(Given request) Quote, without any change, the line that contains "Find the eyebrow" and all lines that follow it to the end of the data below.
* begin Entries supplied *
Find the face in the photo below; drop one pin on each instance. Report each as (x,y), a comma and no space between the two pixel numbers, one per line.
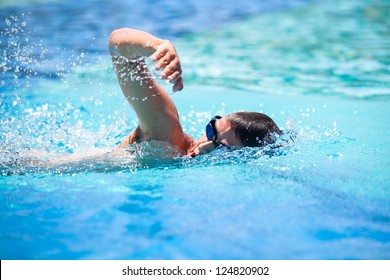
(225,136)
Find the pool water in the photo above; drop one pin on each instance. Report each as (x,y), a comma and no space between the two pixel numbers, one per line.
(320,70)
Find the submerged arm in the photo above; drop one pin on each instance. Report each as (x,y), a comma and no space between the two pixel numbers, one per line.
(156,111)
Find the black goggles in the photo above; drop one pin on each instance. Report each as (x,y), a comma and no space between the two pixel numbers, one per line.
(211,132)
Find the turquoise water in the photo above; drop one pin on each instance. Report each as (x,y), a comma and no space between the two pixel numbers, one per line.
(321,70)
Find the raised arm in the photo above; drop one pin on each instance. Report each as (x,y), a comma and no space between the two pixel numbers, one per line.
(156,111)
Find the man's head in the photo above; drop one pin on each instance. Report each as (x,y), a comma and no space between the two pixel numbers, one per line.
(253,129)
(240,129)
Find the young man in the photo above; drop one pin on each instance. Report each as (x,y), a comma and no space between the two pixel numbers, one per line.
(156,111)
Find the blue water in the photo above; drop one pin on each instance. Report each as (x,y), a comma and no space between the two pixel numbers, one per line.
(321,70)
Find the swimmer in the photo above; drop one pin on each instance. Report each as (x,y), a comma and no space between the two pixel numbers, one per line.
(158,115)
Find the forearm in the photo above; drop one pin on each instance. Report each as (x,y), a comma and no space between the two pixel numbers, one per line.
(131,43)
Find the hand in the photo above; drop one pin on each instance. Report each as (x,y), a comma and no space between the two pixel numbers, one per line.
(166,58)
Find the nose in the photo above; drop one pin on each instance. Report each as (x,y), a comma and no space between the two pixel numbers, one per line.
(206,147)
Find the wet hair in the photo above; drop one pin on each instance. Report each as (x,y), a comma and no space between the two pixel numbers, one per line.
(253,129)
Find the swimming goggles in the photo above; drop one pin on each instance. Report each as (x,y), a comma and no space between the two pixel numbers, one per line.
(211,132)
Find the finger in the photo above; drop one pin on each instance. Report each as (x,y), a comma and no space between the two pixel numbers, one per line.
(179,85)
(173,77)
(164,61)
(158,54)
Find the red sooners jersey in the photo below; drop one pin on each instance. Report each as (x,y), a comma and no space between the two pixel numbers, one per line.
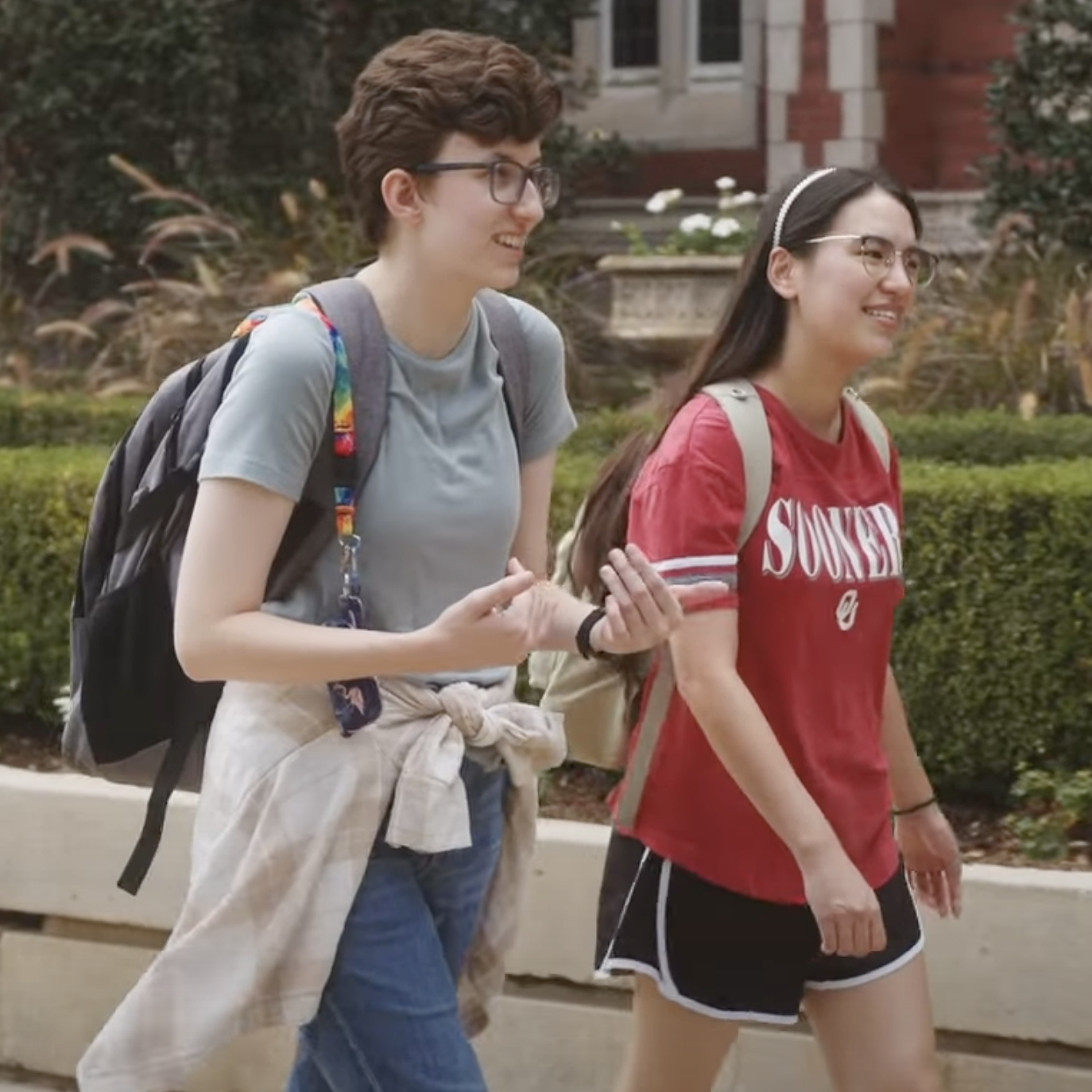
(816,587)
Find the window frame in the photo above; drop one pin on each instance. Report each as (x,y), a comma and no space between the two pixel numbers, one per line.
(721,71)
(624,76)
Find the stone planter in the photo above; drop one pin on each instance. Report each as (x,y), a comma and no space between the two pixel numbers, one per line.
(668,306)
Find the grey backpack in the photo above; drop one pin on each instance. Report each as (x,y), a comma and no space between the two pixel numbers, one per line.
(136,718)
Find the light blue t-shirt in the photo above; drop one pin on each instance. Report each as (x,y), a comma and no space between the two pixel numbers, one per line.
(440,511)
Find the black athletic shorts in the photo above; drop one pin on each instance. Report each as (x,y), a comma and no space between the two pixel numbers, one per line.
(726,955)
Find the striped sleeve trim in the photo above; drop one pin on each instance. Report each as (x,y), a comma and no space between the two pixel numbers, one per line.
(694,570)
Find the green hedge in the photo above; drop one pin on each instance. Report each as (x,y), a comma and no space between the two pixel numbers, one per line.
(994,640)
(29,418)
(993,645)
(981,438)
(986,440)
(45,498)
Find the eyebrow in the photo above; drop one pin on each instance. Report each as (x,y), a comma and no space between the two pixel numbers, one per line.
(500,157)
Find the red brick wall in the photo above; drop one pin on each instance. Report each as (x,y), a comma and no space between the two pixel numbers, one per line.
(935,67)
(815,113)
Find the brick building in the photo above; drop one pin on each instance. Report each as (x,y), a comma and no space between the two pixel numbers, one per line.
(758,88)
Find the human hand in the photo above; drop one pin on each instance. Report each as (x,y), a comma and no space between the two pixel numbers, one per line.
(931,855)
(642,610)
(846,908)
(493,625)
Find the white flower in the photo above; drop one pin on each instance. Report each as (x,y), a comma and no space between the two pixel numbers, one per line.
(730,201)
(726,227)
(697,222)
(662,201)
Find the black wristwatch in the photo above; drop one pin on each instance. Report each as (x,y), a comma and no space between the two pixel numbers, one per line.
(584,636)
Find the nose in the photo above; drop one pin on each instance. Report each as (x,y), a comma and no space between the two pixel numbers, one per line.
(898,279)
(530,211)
* end Entries supplied *
(Worked answer)
Find the eyebrow in the photo above; drop one pin on each instance. Report each as (x,y), a comma and no space between the two pixel numbers, one per line.
(500,157)
Find the red brick wall in the photo above; drop one pin on each instance. Report each as (x,y), a comma and no space between the two pixel numbers, one per line.
(935,67)
(815,113)
Find the brick building in the photo above; drop one pin on each instance. Report each as (x,y), a comma and no space between the two pixel numbers, one per line.
(758,88)
Find the human hand in the photo above; drop one pin on each instance. Report each as (x,y), a comma and no space between the two pixel numbers, one per line.
(931,855)
(642,610)
(846,908)
(493,625)
Find the white flower in the photo above; drop one pin on each instance. Report each as (x,y), a comma and no space between the two pixel numbers, one per line.
(730,201)
(726,227)
(697,222)
(662,201)
Find the black wristwatch in the photo above; drop one pin on each instance. Report each as (x,y), a comma and no space between the two pixel numbers, one per line.
(584,636)
Find the nose in the photo above; drop one pin on each instance. Report each as (x,y), a comma and no space between the two pixel numbers, one per line.
(898,279)
(530,211)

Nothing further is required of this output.